**THE PROBLEM:** Starting at the line that contains "Exercise. Identify the vertical" and ending at the line that contains "(1088, 391)", write out every line again, requests included, shifting each number in the point coordinates up by 34. Omit the pictures from your answer.

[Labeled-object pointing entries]
--

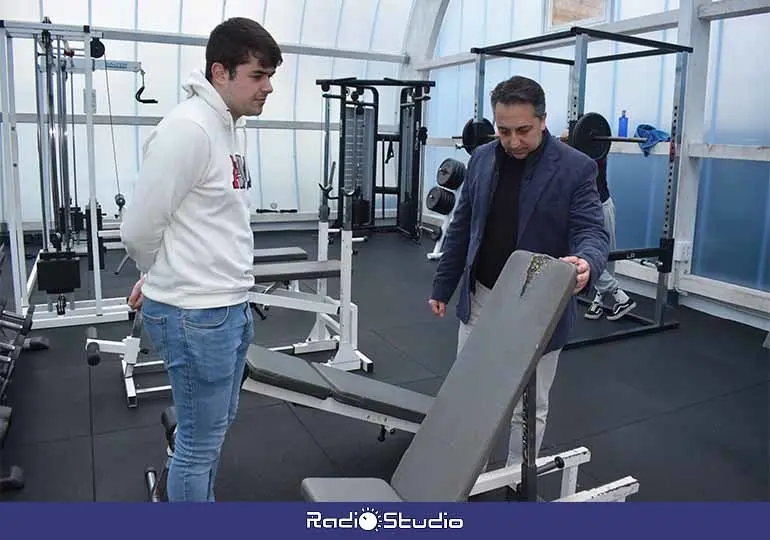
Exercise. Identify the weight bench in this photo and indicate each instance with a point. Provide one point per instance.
(455, 425)
(449, 451)
(327, 334)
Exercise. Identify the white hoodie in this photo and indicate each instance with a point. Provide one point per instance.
(188, 223)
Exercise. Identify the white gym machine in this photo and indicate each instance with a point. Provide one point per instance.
(60, 52)
(498, 362)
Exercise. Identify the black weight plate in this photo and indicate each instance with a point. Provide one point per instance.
(477, 133)
(97, 48)
(440, 200)
(589, 126)
(450, 174)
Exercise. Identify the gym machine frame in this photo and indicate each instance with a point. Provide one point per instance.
(411, 138)
(63, 261)
(663, 254)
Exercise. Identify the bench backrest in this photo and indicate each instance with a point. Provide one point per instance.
(477, 398)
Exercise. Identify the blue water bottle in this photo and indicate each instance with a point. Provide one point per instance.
(623, 125)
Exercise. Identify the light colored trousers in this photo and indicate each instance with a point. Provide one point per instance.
(546, 372)
(607, 282)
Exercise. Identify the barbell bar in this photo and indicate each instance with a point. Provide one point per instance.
(591, 134)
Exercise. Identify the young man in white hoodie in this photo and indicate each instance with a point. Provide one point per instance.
(188, 229)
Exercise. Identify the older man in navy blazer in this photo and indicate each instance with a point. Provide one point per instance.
(526, 190)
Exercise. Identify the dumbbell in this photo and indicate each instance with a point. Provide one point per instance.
(17, 345)
(93, 354)
(10, 360)
(14, 322)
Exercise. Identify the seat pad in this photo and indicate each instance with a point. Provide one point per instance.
(365, 393)
(321, 381)
(348, 490)
(285, 371)
(296, 270)
(271, 255)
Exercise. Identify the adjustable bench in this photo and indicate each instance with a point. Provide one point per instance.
(336, 324)
(455, 431)
(476, 401)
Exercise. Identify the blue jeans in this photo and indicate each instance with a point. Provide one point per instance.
(204, 351)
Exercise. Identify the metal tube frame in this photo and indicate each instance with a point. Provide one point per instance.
(84, 312)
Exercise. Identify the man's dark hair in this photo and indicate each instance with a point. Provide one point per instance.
(520, 90)
(235, 40)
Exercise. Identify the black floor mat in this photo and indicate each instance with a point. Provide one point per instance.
(684, 411)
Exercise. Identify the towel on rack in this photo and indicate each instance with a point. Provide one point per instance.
(652, 135)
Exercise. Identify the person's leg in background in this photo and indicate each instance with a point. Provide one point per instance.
(202, 350)
(546, 373)
(606, 282)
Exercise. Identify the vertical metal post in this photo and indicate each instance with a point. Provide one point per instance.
(478, 106)
(61, 94)
(11, 172)
(577, 86)
(47, 40)
(528, 490)
(680, 80)
(42, 148)
(88, 69)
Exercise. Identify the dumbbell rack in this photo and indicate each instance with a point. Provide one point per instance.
(129, 349)
(442, 199)
(11, 347)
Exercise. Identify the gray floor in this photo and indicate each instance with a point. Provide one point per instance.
(685, 411)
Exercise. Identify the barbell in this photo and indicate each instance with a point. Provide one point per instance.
(591, 135)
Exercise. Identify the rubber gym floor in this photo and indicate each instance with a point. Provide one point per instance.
(684, 411)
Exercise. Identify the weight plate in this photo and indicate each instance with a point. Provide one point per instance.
(589, 126)
(450, 174)
(440, 200)
(477, 133)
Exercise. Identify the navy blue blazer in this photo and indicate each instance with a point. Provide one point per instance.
(559, 215)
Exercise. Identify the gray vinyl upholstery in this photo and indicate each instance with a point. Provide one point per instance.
(349, 490)
(365, 393)
(296, 270)
(299, 375)
(284, 371)
(282, 254)
(477, 398)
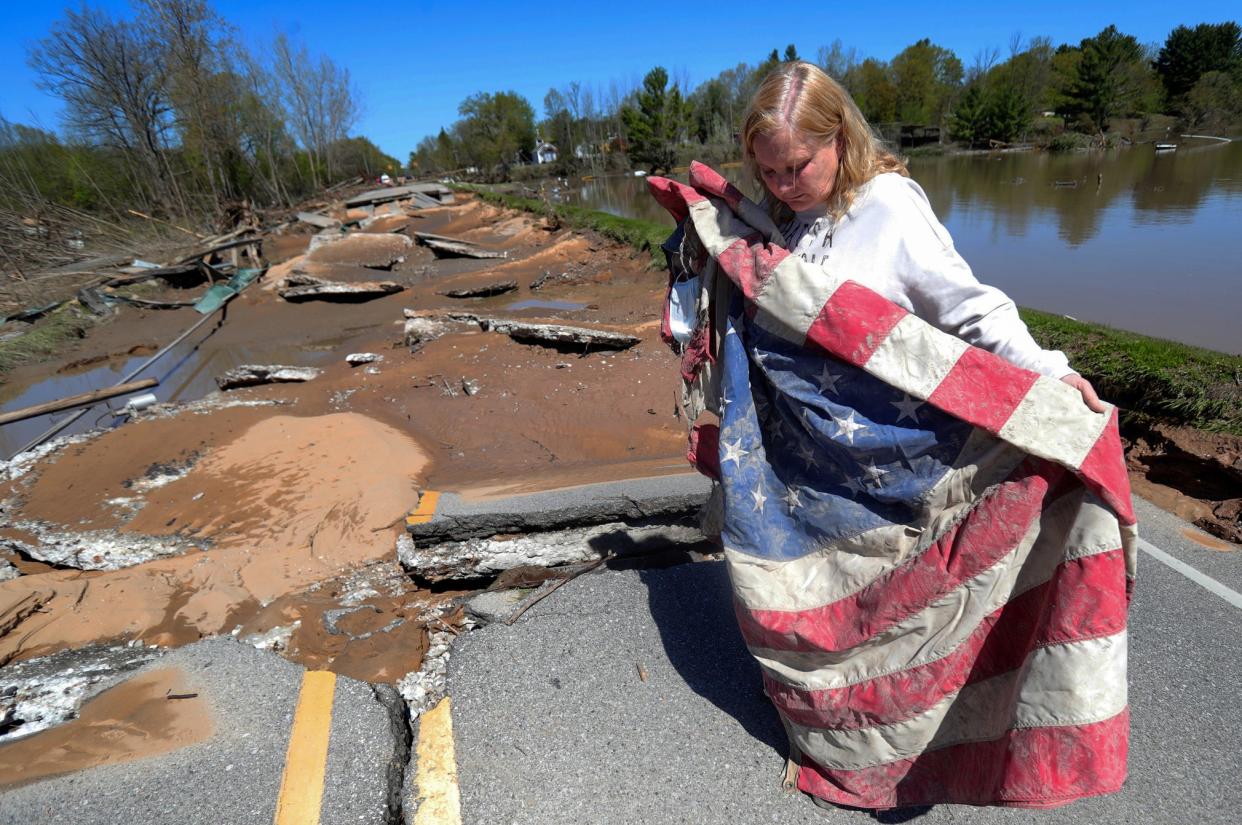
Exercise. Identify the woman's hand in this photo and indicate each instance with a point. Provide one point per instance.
(1088, 391)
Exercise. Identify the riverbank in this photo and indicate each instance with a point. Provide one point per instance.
(1181, 405)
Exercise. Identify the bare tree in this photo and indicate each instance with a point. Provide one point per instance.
(319, 100)
(112, 81)
(836, 61)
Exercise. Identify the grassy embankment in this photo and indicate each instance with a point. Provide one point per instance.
(45, 337)
(1145, 377)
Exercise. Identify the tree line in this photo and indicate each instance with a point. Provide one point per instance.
(1061, 96)
(167, 112)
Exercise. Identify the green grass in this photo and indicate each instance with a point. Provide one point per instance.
(645, 236)
(45, 337)
(1145, 377)
(1149, 377)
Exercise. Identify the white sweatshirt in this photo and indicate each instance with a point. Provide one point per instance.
(892, 242)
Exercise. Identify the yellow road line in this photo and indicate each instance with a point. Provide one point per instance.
(307, 758)
(425, 510)
(436, 774)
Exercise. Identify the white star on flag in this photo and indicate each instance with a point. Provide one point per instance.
(853, 486)
(827, 380)
(874, 472)
(848, 426)
(907, 408)
(733, 452)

--

**WRITTEN SOLUTION:**
Exercise. Identify the vertical metal post in this photo and indicate each instance with a point. Provide one point per instance.
(512, 140)
(95, 128)
(45, 206)
(611, 120)
(81, 74)
(562, 524)
(714, 114)
(76, 182)
(122, 103)
Exercise. Identify the dumbbell rack in this photo and indicate each instance with a point. Provide one point per instance.
(163, 383)
(476, 233)
(45, 381)
Exercise. Identify the gray floor in this photo and indicate each instance with a point. Provide one point per instance.
(719, 445)
Exercise. Identify the barbell in this photo and indicate each instance with a point. Provide one point per instance.
(625, 169)
Exercise. Identify the rubber gym floor in this photo and indicate each instance with a point. Provide one point per instance.
(718, 445)
Exercise. Identify the weight plate in this photo and indicate each instance with a point. Provide one point per instance.
(623, 160)
(484, 208)
(474, 234)
(511, 167)
Exercise. Identify the navy blue blazer in this photo and indicate each instance with a point. Provide one point per instance.
(593, 249)
Exercise. Identify the gray vinyl upholstery in this photo and indicate each instance with a point. Provide one point per instance.
(383, 524)
(399, 427)
(330, 304)
(333, 409)
(318, 405)
(316, 288)
(511, 432)
Exercise. Identify the woman's hand in this photo and indicate each instance with a point. Provide one point per instance.
(1122, 425)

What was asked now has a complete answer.